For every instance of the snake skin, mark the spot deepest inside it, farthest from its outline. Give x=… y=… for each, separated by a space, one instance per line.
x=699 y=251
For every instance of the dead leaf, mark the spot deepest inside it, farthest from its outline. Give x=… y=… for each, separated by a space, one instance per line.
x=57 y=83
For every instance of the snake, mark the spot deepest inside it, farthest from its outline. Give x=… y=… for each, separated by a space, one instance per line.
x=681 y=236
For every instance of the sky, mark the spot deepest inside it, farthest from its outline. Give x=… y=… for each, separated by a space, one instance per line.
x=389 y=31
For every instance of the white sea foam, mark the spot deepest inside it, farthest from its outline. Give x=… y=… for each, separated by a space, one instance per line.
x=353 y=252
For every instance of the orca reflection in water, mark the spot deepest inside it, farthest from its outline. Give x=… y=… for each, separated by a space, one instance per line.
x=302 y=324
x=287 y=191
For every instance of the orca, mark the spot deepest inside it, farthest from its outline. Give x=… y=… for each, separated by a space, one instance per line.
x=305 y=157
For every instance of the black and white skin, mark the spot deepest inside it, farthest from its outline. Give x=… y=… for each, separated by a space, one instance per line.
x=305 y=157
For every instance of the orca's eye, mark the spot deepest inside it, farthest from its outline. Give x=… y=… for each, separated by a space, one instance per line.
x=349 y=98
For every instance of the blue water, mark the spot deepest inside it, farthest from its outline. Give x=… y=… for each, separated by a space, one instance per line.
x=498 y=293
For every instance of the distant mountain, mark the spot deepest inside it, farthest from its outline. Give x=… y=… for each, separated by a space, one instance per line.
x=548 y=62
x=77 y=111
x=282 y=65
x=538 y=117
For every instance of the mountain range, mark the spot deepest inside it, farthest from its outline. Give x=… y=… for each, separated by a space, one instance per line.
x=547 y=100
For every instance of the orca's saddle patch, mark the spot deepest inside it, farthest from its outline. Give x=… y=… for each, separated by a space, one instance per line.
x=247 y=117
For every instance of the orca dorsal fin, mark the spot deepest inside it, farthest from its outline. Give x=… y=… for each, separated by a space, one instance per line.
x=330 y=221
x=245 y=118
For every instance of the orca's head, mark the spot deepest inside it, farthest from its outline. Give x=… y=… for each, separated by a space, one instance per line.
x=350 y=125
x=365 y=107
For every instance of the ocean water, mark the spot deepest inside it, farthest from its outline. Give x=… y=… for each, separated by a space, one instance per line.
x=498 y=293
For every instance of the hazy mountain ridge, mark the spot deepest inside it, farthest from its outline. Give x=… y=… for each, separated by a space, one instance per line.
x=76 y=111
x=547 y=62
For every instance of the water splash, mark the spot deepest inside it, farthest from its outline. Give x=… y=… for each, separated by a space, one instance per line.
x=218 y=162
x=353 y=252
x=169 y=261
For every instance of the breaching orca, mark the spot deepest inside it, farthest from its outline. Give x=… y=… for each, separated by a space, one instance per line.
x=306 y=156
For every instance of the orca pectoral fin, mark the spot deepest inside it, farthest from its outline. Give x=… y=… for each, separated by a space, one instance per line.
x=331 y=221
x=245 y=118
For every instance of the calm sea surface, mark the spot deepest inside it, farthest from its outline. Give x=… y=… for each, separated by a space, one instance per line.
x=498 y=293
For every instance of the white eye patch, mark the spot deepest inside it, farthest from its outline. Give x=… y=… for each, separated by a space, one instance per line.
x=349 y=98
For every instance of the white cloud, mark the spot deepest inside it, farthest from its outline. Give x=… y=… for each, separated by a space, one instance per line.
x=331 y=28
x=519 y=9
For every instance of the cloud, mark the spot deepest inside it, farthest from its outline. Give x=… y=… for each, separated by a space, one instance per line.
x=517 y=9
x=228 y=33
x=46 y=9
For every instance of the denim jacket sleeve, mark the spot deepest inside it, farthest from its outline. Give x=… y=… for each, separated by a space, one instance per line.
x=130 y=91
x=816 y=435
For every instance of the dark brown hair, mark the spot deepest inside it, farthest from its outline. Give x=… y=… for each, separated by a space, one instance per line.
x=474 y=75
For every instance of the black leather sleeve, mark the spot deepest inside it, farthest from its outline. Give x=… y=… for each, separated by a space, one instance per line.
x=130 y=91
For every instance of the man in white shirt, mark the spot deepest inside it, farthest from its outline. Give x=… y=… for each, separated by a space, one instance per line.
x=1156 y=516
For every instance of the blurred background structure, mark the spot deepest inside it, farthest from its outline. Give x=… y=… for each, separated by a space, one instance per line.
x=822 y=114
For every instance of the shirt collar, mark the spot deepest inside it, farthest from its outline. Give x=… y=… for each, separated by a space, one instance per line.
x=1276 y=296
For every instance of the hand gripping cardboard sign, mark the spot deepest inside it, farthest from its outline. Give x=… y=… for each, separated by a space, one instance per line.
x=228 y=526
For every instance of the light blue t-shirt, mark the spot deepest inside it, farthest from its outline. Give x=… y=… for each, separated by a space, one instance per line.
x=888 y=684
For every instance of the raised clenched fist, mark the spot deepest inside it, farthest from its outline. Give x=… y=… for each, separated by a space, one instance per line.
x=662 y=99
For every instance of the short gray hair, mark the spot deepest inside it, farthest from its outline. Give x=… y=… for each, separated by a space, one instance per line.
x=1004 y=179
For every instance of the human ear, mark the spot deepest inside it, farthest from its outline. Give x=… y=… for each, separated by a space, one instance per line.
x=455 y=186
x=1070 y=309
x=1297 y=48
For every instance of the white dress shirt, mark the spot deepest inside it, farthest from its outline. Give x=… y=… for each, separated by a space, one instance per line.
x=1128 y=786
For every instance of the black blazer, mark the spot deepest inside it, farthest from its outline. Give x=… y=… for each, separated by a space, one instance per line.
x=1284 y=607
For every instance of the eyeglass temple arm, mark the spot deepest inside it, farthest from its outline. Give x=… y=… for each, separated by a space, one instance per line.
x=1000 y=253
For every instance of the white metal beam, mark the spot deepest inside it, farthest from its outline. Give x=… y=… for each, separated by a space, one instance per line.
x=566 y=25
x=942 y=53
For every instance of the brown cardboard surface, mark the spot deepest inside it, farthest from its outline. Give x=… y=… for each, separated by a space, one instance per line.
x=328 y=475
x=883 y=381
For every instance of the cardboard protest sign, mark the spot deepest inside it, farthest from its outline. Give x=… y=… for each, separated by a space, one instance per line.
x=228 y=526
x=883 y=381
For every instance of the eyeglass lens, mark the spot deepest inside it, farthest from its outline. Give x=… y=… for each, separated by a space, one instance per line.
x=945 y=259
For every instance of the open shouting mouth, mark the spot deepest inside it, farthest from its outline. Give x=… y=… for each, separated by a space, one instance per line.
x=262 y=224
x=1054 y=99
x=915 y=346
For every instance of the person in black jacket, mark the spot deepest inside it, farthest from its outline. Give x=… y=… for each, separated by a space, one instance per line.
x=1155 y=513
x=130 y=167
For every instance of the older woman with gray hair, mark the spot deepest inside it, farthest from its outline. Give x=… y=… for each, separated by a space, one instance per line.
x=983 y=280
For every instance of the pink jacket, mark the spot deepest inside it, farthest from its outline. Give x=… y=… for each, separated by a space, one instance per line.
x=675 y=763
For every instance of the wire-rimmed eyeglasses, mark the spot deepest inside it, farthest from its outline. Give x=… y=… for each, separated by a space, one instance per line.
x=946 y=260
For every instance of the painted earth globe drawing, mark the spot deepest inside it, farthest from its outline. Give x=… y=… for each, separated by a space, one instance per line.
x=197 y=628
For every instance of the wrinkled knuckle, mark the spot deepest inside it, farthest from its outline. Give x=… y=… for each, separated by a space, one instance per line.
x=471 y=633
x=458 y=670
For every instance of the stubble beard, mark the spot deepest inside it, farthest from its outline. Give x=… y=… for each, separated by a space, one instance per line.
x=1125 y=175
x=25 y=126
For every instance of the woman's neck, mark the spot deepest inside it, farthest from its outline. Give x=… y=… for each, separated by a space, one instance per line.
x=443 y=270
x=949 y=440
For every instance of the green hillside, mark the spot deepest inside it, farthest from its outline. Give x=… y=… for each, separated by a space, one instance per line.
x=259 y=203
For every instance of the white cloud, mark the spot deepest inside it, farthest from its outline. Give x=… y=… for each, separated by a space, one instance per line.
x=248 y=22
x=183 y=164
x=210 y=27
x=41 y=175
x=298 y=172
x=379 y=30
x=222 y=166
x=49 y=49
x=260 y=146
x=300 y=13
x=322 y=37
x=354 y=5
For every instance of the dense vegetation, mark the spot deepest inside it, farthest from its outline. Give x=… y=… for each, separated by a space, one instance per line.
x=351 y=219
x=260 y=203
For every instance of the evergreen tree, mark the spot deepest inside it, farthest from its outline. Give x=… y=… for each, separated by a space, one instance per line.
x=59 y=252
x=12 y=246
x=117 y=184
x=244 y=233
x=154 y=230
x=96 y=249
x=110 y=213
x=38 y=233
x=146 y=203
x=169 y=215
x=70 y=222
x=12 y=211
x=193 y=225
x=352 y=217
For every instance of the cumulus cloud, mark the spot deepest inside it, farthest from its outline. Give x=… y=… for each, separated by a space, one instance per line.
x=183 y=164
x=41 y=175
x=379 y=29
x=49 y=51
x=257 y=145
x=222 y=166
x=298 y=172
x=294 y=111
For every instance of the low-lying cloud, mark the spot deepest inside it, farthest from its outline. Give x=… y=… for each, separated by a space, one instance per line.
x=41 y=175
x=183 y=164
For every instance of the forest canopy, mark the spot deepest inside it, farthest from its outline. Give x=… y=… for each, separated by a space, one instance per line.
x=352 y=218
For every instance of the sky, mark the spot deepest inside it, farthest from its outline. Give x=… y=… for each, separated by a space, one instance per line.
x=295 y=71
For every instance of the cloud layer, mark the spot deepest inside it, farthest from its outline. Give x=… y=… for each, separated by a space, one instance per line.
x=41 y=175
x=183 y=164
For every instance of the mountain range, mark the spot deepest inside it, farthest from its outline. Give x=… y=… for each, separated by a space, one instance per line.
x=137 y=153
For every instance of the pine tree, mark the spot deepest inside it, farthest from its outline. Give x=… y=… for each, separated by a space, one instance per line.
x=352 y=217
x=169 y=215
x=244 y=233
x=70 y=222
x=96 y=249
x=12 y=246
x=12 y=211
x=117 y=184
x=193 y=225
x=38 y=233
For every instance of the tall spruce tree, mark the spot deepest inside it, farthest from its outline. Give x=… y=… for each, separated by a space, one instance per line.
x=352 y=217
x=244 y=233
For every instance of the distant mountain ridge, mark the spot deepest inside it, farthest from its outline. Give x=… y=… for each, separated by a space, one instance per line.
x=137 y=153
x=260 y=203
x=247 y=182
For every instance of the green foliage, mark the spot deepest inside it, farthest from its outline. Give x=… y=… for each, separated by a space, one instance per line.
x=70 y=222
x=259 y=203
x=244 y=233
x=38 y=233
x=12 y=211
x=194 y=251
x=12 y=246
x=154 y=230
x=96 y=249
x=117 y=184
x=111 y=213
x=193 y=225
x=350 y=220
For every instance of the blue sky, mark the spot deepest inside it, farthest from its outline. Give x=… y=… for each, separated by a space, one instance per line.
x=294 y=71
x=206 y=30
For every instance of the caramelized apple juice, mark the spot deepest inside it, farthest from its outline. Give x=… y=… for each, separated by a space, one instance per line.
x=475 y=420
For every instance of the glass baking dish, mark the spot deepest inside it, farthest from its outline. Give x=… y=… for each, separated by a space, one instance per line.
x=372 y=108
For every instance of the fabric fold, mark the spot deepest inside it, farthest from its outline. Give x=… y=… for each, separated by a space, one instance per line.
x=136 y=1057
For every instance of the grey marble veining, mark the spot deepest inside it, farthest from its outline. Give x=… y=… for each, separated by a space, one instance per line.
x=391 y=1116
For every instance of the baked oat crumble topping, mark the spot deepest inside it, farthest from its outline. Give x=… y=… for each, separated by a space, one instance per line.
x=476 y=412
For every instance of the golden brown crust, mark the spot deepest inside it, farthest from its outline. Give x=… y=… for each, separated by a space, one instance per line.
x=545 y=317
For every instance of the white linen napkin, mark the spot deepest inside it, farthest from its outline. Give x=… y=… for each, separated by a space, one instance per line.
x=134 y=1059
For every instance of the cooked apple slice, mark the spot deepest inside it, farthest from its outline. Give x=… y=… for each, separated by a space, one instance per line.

______________________________

### [WHAT YOU NEED TO DO]
Reproduce the items from the first line through the line holding "x=547 y=100", inclusive, with no changes.

### [REPLY TO THE TASK]
For every instance of the snake skin, mark the spot deepest inside it, farthest from its outline. Give x=… y=… for each, separated by a space, one instance per line.
x=699 y=251
For every instance of the dead leaf, mark the spot deepest inside it, farthest from its outline. Give x=… y=… for each, separated by a space, one instance per line.
x=57 y=83
For every instance of the snake, mark the spot deepest inside it, farthest from its outline. Give x=… y=… for each, separated by a space, one instance per line.
x=681 y=236
For every instance of the sky, mark the spot deepest inside it, farthest from its outline. Give x=… y=… for each, separated by a space, one instance per line.
x=389 y=31
For every instance of the white sea foam, mark the spot deepest inside it, farthest from its outline. Give x=… y=… for each, separated by a space, one instance per line.
x=353 y=252
For every instance of the orca reflection in water, mark the spot deepest inside it, farthest from its outline. Give x=… y=… for each, separated by a space, one instance per line.
x=302 y=324
x=287 y=191
For every instance of the orca, mark the spot deepest inside it, farthest from its outline. Give x=… y=… for each, separated by a space, one instance per line.
x=305 y=157
For every instance of the black and white skin, mark the spot deepest inside it, farthest from its outline. Give x=… y=… for each, separated by a space, one instance per line.
x=305 y=157
For every instance of the orca's eye, mark the spot deepest inside it, farthest from its outline. Give x=… y=… for each, separated by a space, one instance per line.
x=349 y=98
For every instance of the blue water, mark the spot deepest inside it, farthest from its outline. Give x=… y=… for each, separated by a space, one instance per line.
x=498 y=293
For every instance of the distant mountain, mark the spot deepest inside it, farthest from its outline. Give x=… y=… for each, separated by a space, one instance per line.
x=548 y=62
x=77 y=111
x=282 y=65
x=538 y=117
For every instance of the mountain range, mark the spot deepest inside it, farthest from its outline. Give x=… y=… for each, separated by a space, one instance per line.
x=547 y=100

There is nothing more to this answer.